[[ EXCERPTED PASSAGE open ]]

YAKIMA – With identity theft on the upswing, Aram Langhans thought he was simply being prudent when he asked the Yakima Heart Center to remove his Social Security number from its files.
“They had my insurance card and my driver’s license. What else did they need?” said Langhans, a retired public school teacher insured by Group Health.
Langhans said he was initially hooked up to a portable heart monitor that he was to wear for 24 hours, but the disagreement over his Social Security number prompted upper-level personnel to change their minds. He said moments after the device was attached, he was sent to a restroom to remove it and turned away.
Shawnie Haas, administrator of the Heart Center, an independent outpatient group practice, declined to discuss the incident. But she said in an e-mail statement that the practice protects patients’ privacy.
“The Yakima Heart Center is careful to collect data pertinent to ensuring accuracy of our patient’s medical record. Routine information collected for all patients includes name, address, date of birth, Social Security number, gender, and other specific information that helps us verify that individual’s identity and insurance enrollment or coverage data. We are careful to maintain confidentiality of all patient information in our system.”
According to state and federal regulators, private insurance companies have moved away from using Social Security numbers for patient identification. But health care providers in the Yakima Valley say they routinely collect them as “backup” in the event that patients’ insurance doesn’t pay the claim.
There are critics of the practice.
The Social Security Administration and the state Attorney General both say that although health care providers can refuse service if patients don’t provide the number, patients should be wary of such requests.

[[ EXCERPTED PASSAGE closed ]]

PROMPT 1 – Based on the article about the Yakima Heart Center, decide whether each statement agrees with it, answering yes or no and quoting the deciding words. (a) Langhans was insured by Group Health. (b) Langhans was to wear the portable heart monitor for 48 hours. (c) Shawnie Haas discussed the incident in detail.
PROMPT 2 – Reproduce the part of the article about the Yakima Heart Center starting with "Langhans said he" and going on through "and turned away.".

[[ GIVEN DATA open ]]

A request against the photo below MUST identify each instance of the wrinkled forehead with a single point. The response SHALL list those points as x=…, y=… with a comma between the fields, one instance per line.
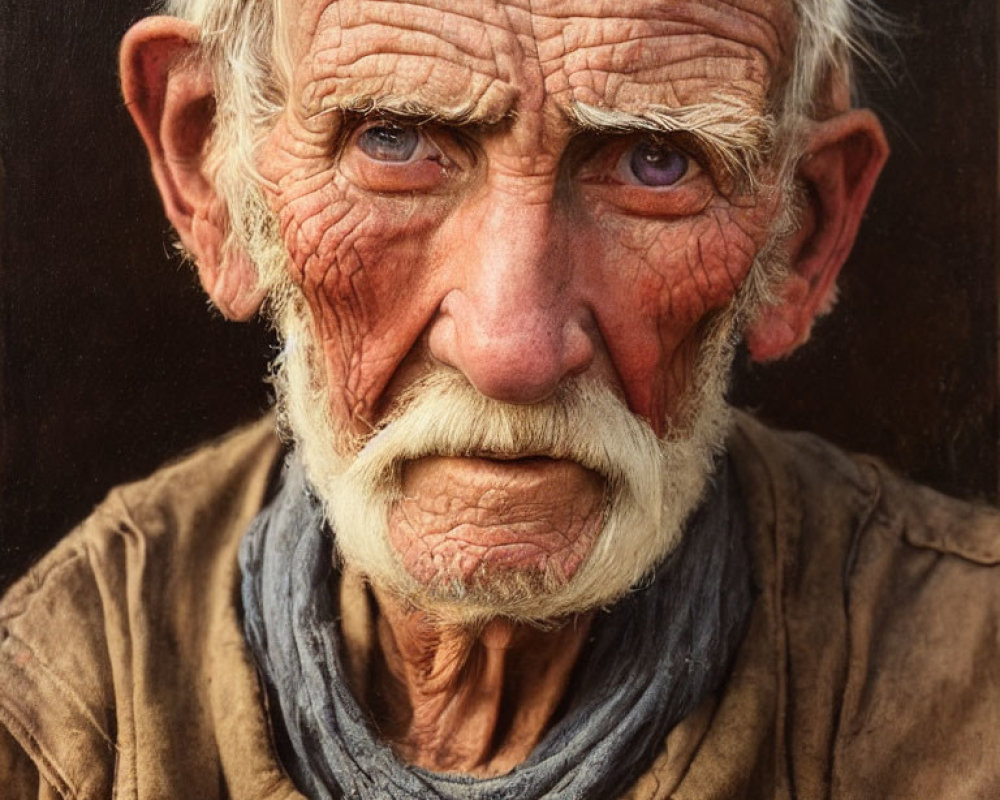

[[ GIVEN DATA closed ]]

ANSWER 1 –
(a) Yes: "a retired public school teacher insured by Group Health."
(b) No: "a portable heart monitor that he was to wear for 24 hours"
(c) No: "declined to discuss the incident"

ANSWER 2 –
Langhans said he was initially hooked up to a portable heart monitor that he was to wear for 24 hours, but the disagreement over his Social Security number prompted upper-level personnel to change their minds. He said moments after the device was attached, he was sent to a restroom to remove it and turned away.